++++ DATA SUPPLIED ++++

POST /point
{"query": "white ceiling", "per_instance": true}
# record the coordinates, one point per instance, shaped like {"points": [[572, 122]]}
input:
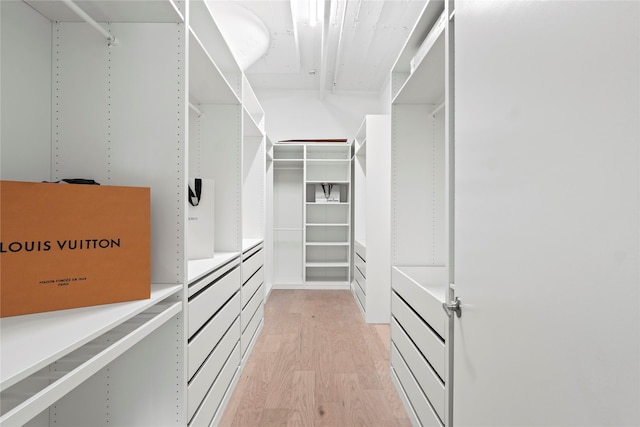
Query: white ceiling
{"points": [[363, 40]]}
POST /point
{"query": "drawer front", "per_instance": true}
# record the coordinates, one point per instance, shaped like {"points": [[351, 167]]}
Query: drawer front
{"points": [[426, 377], [249, 288], [202, 344], [252, 264], [248, 333], [202, 381], [362, 282], [427, 341], [425, 413], [361, 265], [205, 304], [430, 308], [251, 307], [214, 397]]}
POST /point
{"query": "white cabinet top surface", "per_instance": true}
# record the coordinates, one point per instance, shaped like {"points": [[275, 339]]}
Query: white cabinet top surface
{"points": [[33, 341]]}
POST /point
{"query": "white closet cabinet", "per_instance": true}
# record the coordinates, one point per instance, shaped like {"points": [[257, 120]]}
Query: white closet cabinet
{"points": [[226, 293], [312, 215], [75, 104], [371, 282], [420, 223]]}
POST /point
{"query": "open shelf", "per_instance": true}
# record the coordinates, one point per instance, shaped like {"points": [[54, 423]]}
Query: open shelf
{"points": [[50, 336], [165, 11]]}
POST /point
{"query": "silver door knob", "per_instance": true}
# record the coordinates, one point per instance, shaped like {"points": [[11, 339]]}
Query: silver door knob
{"points": [[453, 307]]}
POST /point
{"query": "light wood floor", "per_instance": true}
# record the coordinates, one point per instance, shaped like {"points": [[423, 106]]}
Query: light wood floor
{"points": [[316, 363]]}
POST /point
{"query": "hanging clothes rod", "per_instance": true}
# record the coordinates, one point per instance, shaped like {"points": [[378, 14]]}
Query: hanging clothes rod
{"points": [[112, 40], [195, 109], [437, 109]]}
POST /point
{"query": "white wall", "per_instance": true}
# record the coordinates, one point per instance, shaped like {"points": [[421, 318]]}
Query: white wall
{"points": [[302, 114]]}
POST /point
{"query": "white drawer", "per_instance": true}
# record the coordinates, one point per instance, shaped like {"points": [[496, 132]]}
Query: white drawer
{"points": [[205, 304], [205, 414], [251, 264], [421, 407], [361, 281], [203, 342], [429, 382], [249, 288], [361, 266], [252, 327], [202, 381], [430, 296], [251, 307], [430, 344]]}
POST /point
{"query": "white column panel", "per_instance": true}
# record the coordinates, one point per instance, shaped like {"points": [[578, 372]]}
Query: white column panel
{"points": [[26, 94], [417, 173], [146, 132], [80, 74], [253, 187], [547, 213], [220, 151]]}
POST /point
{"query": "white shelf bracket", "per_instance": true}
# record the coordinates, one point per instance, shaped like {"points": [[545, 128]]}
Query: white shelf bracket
{"points": [[437, 109], [195, 109], [111, 39]]}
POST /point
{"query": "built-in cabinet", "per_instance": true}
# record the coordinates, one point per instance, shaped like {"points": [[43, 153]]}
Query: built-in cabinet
{"points": [[371, 283], [311, 215], [153, 100], [421, 220]]}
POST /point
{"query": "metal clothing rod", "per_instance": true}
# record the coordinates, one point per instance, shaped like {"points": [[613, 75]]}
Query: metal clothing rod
{"points": [[113, 41], [437, 109], [196, 109]]}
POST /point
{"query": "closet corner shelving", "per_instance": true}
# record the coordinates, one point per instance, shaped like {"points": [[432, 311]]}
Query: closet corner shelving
{"points": [[312, 234], [371, 282], [421, 222], [81, 106]]}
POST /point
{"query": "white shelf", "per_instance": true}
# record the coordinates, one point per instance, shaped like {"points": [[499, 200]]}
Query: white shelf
{"points": [[327, 264], [327, 181], [112, 11], [426, 84], [401, 70], [207, 84], [87, 362], [248, 244], [324, 161], [198, 268], [31, 342]]}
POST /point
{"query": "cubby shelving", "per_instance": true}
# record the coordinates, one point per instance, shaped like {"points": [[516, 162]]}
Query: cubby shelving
{"points": [[125, 112], [311, 223], [421, 218]]}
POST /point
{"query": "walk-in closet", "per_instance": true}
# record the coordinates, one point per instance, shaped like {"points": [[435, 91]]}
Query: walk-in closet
{"points": [[381, 213]]}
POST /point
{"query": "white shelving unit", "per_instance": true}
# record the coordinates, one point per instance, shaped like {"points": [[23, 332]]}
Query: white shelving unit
{"points": [[76, 105], [311, 238], [371, 282], [421, 219]]}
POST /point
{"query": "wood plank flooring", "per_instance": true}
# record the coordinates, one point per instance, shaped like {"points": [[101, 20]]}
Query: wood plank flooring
{"points": [[316, 363]]}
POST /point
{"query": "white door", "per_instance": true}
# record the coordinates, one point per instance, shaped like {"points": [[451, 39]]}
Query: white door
{"points": [[547, 213]]}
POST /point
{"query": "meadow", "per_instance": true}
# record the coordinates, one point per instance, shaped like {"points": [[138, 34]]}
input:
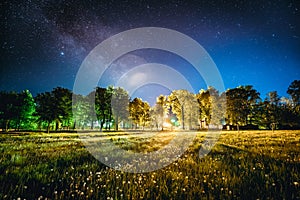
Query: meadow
{"points": [[244, 165]]}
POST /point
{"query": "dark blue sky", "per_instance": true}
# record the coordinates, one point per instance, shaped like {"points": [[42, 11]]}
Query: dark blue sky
{"points": [[43, 43]]}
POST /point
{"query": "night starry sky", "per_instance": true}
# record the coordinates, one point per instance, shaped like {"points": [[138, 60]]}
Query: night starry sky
{"points": [[43, 43]]}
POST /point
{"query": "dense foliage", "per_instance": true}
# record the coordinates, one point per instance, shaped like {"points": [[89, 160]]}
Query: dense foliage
{"points": [[111, 108], [249, 165]]}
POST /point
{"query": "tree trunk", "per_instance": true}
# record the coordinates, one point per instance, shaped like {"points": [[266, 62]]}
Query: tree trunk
{"points": [[92, 125], [182, 116], [6, 125], [56, 125], [48, 127], [117, 123]]}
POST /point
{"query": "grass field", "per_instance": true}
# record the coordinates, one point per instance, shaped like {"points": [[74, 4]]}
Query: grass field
{"points": [[245, 165]]}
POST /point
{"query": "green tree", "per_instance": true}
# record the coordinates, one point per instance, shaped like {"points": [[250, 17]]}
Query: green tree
{"points": [[25, 109], [8, 108], [120, 106], [294, 92], [45, 104], [160, 110], [240, 103], [184, 105], [139, 112], [103, 105], [63, 106]]}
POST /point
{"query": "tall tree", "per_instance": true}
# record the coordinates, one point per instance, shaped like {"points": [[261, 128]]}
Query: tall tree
{"points": [[8, 108], [80, 111], [139, 112], [63, 106], [25, 110], [103, 105], [240, 103], [45, 104], [160, 110], [184, 104], [120, 106], [294, 92]]}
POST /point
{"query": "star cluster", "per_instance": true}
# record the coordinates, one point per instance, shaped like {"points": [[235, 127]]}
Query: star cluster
{"points": [[252, 42]]}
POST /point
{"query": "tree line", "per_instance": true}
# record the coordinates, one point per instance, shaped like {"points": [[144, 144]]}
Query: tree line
{"points": [[112, 109]]}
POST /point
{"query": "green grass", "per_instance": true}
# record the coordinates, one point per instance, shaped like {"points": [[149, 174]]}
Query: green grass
{"points": [[245, 165]]}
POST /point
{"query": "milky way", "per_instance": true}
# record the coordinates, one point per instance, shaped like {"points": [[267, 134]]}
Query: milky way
{"points": [[44, 42]]}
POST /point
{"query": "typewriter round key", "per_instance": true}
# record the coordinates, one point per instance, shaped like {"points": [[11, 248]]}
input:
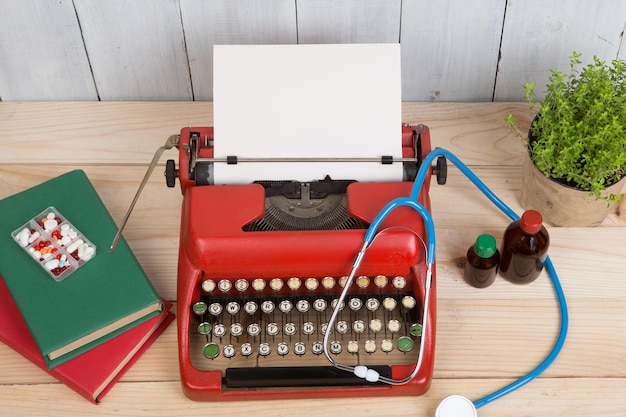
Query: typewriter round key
{"points": [[317, 348], [211, 350], [408, 302], [353, 347], [208, 285], [328, 282], [376, 325], [372, 304], [358, 326], [381, 281], [215, 309], [363, 281], [229, 351], [404, 344], [272, 329], [241, 285], [250, 307], [232, 308], [276, 284], [398, 282], [320, 305], [299, 348], [219, 330], [199, 308], [285, 306], [389, 304], [204, 328], [393, 326], [282, 348], [303, 306], [265, 349], [335, 347], [294, 283], [311, 284], [246, 349], [386, 345], [308, 328], [355, 304], [254, 329], [290, 329], [416, 329], [258, 284], [224, 285], [267, 306]]}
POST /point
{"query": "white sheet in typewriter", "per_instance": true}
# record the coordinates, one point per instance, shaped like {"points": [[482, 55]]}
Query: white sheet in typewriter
{"points": [[307, 101]]}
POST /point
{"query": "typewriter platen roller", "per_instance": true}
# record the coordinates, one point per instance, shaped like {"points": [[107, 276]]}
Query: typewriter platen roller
{"points": [[261, 266]]}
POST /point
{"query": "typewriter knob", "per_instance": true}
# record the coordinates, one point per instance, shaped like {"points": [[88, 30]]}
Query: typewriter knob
{"points": [[170, 173]]}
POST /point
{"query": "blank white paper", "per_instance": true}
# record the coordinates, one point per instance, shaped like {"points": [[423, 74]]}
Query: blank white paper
{"points": [[305, 101]]}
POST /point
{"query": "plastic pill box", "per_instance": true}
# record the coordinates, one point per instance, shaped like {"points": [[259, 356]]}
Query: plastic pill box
{"points": [[54, 243]]}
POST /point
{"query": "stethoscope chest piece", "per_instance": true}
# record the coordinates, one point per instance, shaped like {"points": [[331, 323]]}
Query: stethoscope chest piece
{"points": [[456, 406]]}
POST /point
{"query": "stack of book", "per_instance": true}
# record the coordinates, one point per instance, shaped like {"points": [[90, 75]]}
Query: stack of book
{"points": [[90, 327]]}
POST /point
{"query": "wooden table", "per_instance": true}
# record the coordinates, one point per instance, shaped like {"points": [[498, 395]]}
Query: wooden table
{"points": [[486, 337]]}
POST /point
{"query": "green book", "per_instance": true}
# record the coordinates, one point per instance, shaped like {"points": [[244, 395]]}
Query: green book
{"points": [[100, 299]]}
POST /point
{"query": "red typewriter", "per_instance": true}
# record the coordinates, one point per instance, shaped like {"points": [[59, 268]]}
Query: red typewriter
{"points": [[260, 269]]}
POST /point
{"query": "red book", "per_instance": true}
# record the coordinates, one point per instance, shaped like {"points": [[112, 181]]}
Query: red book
{"points": [[93, 373]]}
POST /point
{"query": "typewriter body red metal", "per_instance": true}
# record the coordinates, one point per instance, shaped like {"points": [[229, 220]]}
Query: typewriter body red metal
{"points": [[261, 266]]}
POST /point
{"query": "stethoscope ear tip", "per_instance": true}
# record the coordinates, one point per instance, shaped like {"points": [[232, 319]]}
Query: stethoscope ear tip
{"points": [[456, 406]]}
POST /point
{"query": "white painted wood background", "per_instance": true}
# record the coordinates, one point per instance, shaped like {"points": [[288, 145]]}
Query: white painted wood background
{"points": [[452, 50]]}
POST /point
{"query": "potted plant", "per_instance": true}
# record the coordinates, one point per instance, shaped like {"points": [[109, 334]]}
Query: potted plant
{"points": [[576, 144]]}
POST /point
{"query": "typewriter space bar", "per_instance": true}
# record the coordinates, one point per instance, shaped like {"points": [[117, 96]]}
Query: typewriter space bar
{"points": [[296, 376]]}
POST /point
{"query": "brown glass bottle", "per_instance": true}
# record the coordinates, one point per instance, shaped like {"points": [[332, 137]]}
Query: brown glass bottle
{"points": [[524, 248], [482, 262]]}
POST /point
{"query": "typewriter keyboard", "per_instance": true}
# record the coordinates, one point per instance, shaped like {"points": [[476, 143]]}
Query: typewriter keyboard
{"points": [[281, 322]]}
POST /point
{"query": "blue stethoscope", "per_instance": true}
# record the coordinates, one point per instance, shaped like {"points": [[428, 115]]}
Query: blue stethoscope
{"points": [[454, 405]]}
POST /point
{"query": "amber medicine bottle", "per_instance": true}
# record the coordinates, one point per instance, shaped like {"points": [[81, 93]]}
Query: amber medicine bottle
{"points": [[481, 266], [524, 248]]}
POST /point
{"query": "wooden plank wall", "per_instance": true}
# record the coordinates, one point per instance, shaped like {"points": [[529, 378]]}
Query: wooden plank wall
{"points": [[452, 50]]}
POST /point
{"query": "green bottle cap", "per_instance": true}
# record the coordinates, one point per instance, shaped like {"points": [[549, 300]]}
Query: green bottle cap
{"points": [[485, 246]]}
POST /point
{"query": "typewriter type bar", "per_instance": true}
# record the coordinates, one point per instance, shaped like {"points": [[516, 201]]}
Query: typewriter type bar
{"points": [[255, 291]]}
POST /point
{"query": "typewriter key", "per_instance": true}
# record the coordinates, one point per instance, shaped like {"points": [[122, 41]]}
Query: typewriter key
{"points": [[398, 282], [246, 349], [376, 325], [294, 283], [208, 285], [299, 348], [199, 308], [311, 284], [285, 306], [282, 348], [224, 285], [328, 282], [353, 346], [241, 285], [389, 304], [408, 302], [211, 350], [404, 344], [250, 307], [229, 351], [393, 326], [264, 349], [276, 284], [380, 281], [386, 345], [258, 284], [317, 348]]}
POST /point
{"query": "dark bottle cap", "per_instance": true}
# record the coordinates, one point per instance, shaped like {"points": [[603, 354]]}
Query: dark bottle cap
{"points": [[531, 221], [485, 246]]}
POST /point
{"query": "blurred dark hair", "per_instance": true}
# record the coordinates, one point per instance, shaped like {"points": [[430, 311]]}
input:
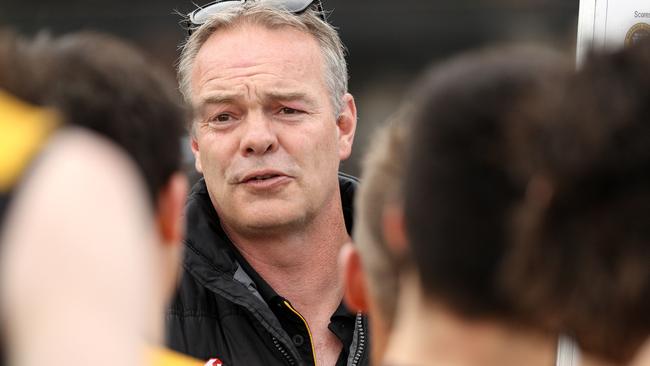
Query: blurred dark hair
{"points": [[461, 187], [101, 83], [582, 265]]}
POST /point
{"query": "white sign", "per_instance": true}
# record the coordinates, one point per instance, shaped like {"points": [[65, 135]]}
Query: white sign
{"points": [[611, 24]]}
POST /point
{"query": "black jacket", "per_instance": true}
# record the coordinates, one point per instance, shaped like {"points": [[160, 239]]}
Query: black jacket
{"points": [[217, 311]]}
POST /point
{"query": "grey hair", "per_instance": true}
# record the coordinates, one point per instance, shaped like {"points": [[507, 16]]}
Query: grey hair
{"points": [[261, 13]]}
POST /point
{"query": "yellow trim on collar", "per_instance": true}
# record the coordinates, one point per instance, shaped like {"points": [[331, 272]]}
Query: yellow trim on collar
{"points": [[163, 357], [23, 130]]}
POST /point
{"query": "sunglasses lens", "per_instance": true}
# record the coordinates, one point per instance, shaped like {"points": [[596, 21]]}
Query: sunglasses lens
{"points": [[200, 16], [292, 6]]}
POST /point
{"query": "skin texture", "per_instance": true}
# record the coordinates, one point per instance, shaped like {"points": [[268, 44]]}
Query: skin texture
{"points": [[262, 108], [67, 275]]}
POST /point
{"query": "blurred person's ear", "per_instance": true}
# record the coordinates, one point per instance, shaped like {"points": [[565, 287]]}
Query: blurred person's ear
{"points": [[171, 202], [643, 356], [354, 280], [347, 125], [394, 228]]}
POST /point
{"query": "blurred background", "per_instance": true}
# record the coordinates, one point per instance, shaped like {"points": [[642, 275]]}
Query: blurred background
{"points": [[389, 42]]}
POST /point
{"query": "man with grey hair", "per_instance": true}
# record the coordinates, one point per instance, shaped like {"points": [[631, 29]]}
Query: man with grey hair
{"points": [[273, 119]]}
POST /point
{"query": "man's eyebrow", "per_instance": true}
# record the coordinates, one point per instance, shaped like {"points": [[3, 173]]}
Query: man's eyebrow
{"points": [[289, 96], [219, 98]]}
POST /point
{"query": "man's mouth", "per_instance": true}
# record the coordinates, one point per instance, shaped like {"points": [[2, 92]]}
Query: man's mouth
{"points": [[265, 178], [262, 177]]}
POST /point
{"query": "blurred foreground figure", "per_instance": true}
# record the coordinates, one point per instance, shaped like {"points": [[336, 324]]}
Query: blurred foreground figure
{"points": [[373, 265], [92, 194], [582, 265], [458, 193]]}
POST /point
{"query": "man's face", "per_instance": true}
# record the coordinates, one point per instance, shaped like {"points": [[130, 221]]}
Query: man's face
{"points": [[266, 137]]}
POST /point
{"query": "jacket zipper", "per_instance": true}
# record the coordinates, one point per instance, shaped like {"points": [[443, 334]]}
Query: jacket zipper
{"points": [[284, 352], [361, 345]]}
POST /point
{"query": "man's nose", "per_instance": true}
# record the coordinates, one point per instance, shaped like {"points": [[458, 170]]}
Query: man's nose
{"points": [[259, 136]]}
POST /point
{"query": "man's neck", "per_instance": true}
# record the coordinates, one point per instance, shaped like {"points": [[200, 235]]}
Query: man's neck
{"points": [[301, 265], [429, 334]]}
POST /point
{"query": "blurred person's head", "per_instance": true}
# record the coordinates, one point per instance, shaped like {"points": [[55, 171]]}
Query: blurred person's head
{"points": [[373, 264], [460, 187], [582, 262], [114, 105], [269, 91]]}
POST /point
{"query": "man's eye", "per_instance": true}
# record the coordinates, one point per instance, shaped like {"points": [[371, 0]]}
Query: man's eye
{"points": [[223, 117], [287, 110]]}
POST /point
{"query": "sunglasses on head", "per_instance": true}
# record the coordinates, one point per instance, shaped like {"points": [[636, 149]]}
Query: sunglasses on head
{"points": [[203, 13]]}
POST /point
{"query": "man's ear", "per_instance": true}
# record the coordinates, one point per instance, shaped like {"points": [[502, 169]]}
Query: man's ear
{"points": [[171, 203], [354, 279], [347, 125], [196, 152], [394, 228]]}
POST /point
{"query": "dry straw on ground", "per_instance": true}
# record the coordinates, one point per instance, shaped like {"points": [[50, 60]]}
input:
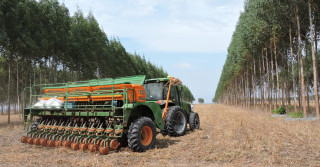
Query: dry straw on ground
{"points": [[228, 137]]}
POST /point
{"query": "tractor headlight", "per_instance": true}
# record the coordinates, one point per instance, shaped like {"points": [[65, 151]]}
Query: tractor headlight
{"points": [[191, 107]]}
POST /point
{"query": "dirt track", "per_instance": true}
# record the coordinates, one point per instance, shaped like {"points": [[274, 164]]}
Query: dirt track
{"points": [[228, 137]]}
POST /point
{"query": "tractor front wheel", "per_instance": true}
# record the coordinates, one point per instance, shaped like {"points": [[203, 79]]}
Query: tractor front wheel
{"points": [[176, 121], [194, 121], [141, 134]]}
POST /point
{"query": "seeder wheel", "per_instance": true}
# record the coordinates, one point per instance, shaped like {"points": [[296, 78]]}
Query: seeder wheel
{"points": [[24, 139], [114, 144], [103, 150], [68, 144], [51, 143], [93, 147], [37, 141], [84, 146], [58, 143], [44, 142], [75, 146], [30, 140]]}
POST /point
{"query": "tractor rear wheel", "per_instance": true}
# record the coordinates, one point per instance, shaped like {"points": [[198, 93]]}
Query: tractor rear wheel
{"points": [[194, 121], [176, 121], [141, 134]]}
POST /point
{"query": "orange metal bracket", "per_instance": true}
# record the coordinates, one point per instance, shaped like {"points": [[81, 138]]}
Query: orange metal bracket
{"points": [[164, 114]]}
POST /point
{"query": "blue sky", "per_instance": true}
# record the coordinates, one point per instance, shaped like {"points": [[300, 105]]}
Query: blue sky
{"points": [[188, 38]]}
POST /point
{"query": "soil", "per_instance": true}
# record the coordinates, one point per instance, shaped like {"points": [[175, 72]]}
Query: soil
{"points": [[228, 136]]}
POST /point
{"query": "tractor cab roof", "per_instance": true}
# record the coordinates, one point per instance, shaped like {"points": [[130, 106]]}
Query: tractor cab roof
{"points": [[153, 80]]}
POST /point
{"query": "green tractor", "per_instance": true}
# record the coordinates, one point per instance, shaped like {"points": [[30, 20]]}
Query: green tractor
{"points": [[102, 114]]}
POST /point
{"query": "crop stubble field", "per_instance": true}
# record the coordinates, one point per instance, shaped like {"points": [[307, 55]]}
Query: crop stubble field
{"points": [[228, 136]]}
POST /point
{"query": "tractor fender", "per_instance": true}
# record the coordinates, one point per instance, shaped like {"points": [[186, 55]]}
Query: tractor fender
{"points": [[151, 110]]}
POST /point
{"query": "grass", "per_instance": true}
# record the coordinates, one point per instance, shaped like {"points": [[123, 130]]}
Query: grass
{"points": [[298, 114], [228, 137]]}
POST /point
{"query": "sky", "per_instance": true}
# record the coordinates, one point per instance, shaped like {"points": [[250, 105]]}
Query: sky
{"points": [[188, 38]]}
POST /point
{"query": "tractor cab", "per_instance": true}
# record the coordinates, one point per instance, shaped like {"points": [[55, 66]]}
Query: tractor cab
{"points": [[157, 90]]}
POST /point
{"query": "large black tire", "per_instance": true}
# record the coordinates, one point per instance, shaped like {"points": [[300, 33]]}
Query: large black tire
{"points": [[141, 134], [176, 121], [194, 121]]}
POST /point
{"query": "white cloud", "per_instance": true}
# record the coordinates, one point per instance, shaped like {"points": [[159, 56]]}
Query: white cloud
{"points": [[203, 26], [185, 66]]}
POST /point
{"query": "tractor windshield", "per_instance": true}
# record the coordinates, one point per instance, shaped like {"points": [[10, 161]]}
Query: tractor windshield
{"points": [[154, 91]]}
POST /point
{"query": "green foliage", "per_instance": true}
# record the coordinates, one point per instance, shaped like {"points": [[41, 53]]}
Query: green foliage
{"points": [[298, 114], [280, 110], [42, 43]]}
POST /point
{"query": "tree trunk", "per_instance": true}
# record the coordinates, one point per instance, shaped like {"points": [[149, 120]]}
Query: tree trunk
{"points": [[18, 97], [273, 93], [261, 86], [277, 70], [264, 81], [268, 78], [301, 64], [9, 87], [292, 71], [253, 84], [314, 64]]}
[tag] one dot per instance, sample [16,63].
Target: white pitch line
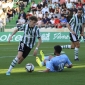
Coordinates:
[31,55]
[28,55]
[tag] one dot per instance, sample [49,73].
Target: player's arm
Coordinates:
[14,32]
[47,70]
[69,25]
[18,28]
[82,29]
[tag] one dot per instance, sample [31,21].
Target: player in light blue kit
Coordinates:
[56,63]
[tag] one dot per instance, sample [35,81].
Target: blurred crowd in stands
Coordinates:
[50,13]
[8,9]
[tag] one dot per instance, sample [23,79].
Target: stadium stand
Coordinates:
[51,14]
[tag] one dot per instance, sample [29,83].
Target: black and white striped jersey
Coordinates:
[30,34]
[76,23]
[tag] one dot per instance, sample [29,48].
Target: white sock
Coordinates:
[76,52]
[14,62]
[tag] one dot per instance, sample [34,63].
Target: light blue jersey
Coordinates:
[57,63]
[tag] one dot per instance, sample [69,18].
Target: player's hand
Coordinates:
[73,33]
[35,52]
[10,38]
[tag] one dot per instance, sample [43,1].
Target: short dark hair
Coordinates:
[58,49]
[34,18]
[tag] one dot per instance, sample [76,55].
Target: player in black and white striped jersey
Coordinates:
[76,22]
[31,32]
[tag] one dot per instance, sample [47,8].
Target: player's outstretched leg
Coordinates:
[15,60]
[38,61]
[42,55]
[66,47]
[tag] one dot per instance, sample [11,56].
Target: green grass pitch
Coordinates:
[19,76]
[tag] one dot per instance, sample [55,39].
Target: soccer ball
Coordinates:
[29,67]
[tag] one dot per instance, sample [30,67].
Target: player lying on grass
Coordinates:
[56,63]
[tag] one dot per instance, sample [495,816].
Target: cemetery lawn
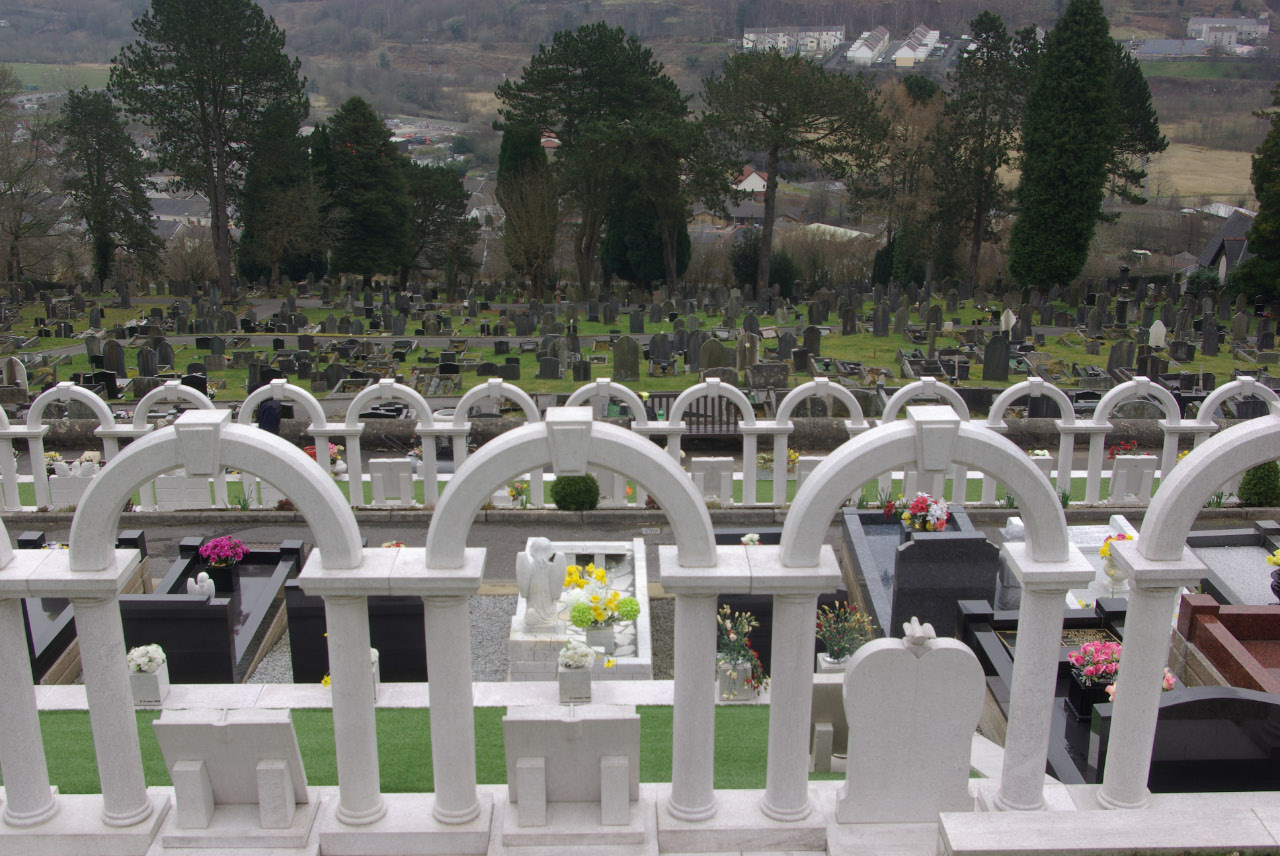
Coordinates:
[405,749]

++++

## WHAT IS NEEDED
If a line of the entries holds the word "jersey", copy it out.

## EXERCISE SOLUTION
Target: black and white striped jersey
Target: light blue jersey
Target: player in black and white striped jersey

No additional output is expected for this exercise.